Work required: Word for word, restate the lines of the listing from the one that holds "of the snowy" through the very last line, and nothing more.

Exercise material:

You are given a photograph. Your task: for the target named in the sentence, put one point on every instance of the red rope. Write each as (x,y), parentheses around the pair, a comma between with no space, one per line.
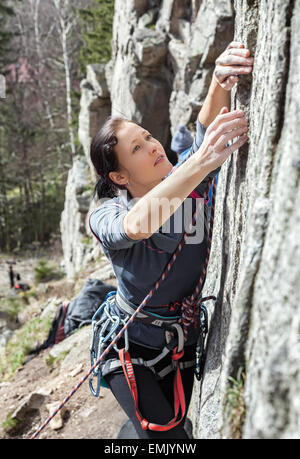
(189,306)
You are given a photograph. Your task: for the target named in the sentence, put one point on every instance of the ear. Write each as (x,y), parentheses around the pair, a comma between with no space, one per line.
(118,178)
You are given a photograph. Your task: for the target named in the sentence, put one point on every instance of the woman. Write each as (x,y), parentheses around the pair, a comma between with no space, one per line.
(136,180)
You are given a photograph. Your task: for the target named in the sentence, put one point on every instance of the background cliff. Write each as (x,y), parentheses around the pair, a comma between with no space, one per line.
(163,55)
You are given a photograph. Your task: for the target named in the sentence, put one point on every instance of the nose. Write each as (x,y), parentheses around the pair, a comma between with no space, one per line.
(152,149)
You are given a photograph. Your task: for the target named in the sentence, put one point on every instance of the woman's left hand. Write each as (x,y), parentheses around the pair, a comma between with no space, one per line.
(234,61)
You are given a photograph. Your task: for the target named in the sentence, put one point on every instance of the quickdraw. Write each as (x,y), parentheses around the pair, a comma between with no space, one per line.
(189,310)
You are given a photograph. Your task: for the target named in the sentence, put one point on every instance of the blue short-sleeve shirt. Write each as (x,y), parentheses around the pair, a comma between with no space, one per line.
(139,264)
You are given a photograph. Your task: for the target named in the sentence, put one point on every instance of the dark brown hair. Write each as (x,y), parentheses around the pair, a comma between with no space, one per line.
(104,157)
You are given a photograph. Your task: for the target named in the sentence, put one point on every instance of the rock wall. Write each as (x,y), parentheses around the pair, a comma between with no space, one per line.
(254,264)
(162,62)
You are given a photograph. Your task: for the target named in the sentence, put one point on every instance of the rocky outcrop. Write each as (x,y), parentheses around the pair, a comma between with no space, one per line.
(161,65)
(162,61)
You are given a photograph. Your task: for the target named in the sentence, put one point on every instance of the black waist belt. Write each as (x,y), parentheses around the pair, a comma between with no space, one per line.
(145,317)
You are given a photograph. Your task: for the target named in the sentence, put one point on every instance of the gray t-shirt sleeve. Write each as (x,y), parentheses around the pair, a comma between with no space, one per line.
(107,225)
(200,133)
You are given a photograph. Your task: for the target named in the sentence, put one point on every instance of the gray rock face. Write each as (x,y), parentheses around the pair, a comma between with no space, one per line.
(162,62)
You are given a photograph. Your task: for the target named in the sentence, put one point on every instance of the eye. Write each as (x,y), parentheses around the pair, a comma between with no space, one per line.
(148,137)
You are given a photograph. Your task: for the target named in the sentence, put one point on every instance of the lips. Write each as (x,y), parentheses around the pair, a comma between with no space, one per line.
(158,159)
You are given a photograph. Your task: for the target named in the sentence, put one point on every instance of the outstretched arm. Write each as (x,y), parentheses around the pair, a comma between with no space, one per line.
(232,62)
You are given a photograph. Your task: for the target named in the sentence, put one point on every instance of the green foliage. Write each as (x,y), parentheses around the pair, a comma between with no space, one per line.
(5,34)
(46,273)
(23,341)
(10,424)
(96,23)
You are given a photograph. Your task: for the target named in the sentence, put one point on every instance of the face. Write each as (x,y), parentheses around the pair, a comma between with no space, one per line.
(137,153)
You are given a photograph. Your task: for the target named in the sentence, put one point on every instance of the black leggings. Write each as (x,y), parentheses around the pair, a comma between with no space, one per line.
(155,399)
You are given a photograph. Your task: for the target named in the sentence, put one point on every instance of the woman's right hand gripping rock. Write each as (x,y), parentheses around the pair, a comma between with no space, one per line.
(226,127)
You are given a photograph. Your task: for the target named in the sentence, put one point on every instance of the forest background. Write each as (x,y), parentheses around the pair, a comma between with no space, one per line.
(45,46)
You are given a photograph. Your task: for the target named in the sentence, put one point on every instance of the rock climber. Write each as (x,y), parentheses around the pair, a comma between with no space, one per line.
(135,181)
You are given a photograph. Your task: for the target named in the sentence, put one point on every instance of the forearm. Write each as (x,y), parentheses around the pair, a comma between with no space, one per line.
(152,210)
(216,98)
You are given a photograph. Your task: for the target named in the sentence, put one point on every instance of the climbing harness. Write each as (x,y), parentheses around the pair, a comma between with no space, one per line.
(106,329)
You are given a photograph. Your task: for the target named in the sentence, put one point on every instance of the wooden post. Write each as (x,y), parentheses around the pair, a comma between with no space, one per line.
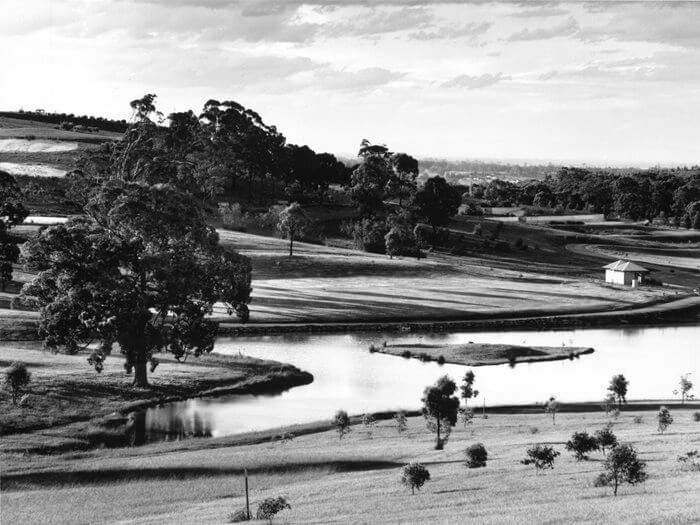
(247,501)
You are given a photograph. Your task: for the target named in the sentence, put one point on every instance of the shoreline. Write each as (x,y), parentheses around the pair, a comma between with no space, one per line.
(685,310)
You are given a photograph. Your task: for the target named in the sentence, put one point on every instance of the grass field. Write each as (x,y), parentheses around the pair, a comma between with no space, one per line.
(356,480)
(65,390)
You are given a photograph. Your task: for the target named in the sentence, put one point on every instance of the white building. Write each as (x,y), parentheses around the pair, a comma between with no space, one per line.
(625,272)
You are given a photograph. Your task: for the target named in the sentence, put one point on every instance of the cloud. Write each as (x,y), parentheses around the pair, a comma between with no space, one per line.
(569,27)
(471,31)
(475,81)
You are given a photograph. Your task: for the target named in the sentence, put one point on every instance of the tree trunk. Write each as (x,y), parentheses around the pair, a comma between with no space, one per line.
(140,368)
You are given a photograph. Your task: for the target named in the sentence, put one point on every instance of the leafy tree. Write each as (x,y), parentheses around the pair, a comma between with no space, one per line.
(685,386)
(341,422)
(142,268)
(551,406)
(618,387)
(581,443)
(622,466)
(401,422)
(476,455)
(17,377)
(542,456)
(270,507)
(467,390)
(414,475)
(437,201)
(12,213)
(440,409)
(606,438)
(664,418)
(293,223)
(402,180)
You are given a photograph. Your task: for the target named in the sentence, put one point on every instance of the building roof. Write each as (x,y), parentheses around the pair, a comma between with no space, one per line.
(625,266)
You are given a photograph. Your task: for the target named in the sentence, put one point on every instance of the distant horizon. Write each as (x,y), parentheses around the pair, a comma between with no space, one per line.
(616,83)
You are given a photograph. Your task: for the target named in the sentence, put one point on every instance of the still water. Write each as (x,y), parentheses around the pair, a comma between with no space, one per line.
(348,377)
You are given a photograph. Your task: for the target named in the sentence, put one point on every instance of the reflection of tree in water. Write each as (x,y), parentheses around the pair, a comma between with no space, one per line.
(171,422)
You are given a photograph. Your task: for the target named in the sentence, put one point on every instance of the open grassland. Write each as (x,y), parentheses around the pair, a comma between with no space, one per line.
(356,479)
(324,284)
(65,390)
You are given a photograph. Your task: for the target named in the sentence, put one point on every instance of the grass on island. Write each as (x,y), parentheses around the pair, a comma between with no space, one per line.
(356,479)
(480,354)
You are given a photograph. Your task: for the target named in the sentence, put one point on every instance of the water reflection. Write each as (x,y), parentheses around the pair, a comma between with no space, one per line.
(347,376)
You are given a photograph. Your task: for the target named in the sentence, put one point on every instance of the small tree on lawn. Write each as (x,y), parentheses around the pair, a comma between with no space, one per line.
(664,418)
(401,422)
(369,423)
(440,409)
(542,456)
(341,422)
(581,443)
(16,378)
(414,475)
(685,386)
(293,223)
(618,387)
(467,390)
(476,455)
(551,406)
(270,507)
(606,438)
(622,466)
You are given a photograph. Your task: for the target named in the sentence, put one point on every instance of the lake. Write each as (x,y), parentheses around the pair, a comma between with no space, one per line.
(348,377)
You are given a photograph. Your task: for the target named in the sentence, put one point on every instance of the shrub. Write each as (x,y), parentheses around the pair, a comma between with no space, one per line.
(238,516)
(664,418)
(476,455)
(580,444)
(341,422)
(622,466)
(16,378)
(542,456)
(270,507)
(606,438)
(401,422)
(414,475)
(369,423)
(688,460)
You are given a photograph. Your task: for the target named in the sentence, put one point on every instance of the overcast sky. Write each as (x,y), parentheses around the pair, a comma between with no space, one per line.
(600,82)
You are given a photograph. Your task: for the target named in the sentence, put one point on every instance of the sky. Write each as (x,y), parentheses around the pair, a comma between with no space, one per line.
(595,82)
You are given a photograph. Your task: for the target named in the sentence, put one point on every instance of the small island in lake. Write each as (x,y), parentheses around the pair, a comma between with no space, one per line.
(481,354)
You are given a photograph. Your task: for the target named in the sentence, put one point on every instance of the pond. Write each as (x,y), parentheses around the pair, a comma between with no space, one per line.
(348,377)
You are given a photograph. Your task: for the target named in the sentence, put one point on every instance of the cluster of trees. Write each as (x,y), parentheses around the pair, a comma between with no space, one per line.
(639,195)
(390,203)
(142,267)
(12,213)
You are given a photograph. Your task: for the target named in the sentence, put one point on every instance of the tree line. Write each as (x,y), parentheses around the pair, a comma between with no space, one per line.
(663,194)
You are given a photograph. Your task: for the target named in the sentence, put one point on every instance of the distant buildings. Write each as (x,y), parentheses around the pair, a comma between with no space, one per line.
(626,273)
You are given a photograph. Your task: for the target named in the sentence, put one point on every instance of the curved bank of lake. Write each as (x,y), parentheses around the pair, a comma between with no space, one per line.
(347,376)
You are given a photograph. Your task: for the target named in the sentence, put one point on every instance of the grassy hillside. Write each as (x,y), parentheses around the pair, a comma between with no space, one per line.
(356,480)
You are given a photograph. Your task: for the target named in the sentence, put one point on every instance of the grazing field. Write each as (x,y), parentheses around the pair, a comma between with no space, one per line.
(65,389)
(482,354)
(356,479)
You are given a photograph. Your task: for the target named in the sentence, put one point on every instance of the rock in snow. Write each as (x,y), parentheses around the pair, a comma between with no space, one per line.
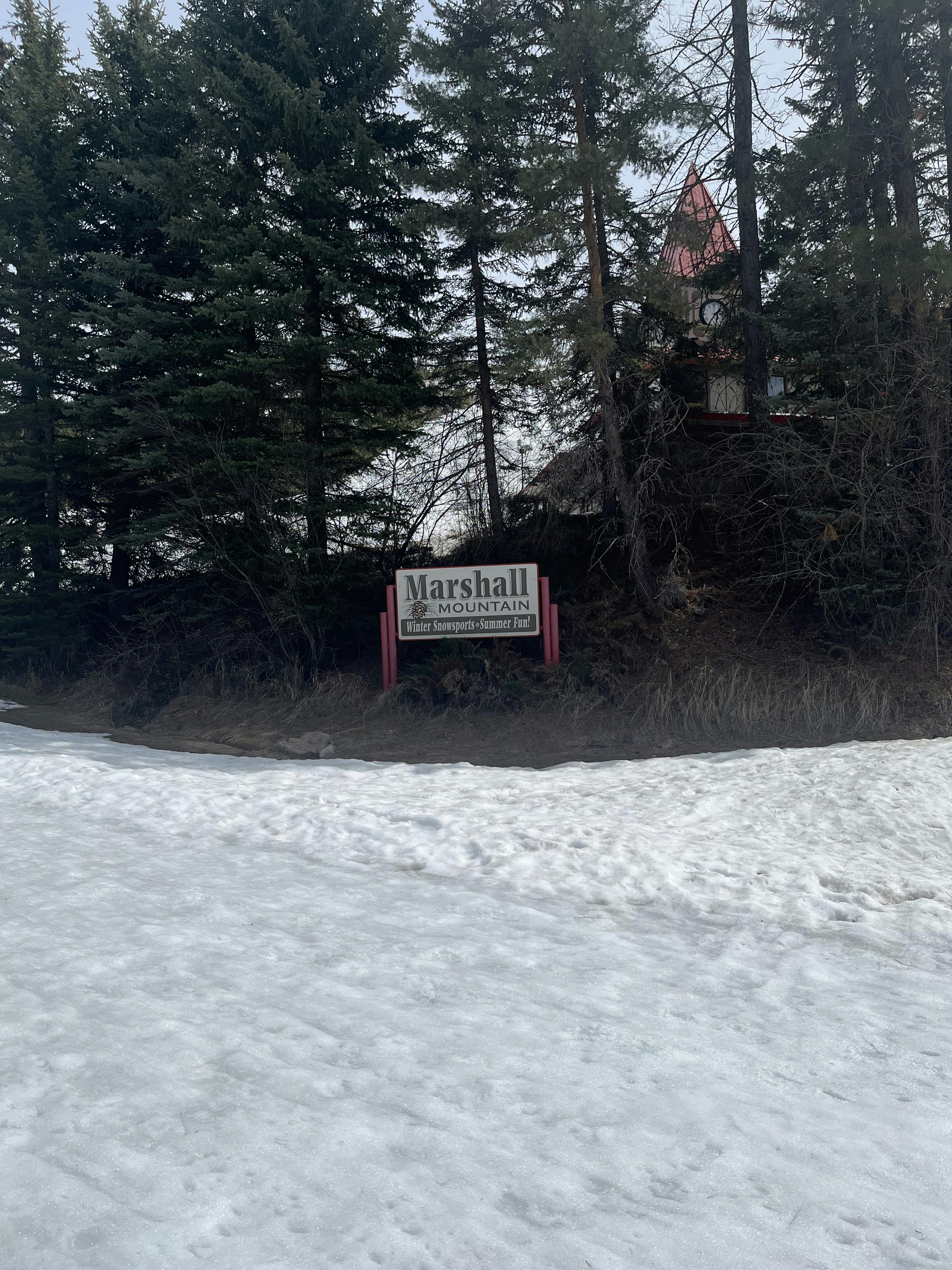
(309,745)
(660,1015)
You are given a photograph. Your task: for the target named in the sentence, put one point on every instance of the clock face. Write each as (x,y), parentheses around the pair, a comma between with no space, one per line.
(712,313)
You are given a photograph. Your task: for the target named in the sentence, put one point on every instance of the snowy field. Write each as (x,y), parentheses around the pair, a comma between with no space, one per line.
(648,1015)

Solved exercise:
You are given a photograph. Your task: for the target named in the sentence, put one point on every instance of the snowy field. Write each as (x,y), parentheses around the pair, a comma between with no space, one per line.
(648,1015)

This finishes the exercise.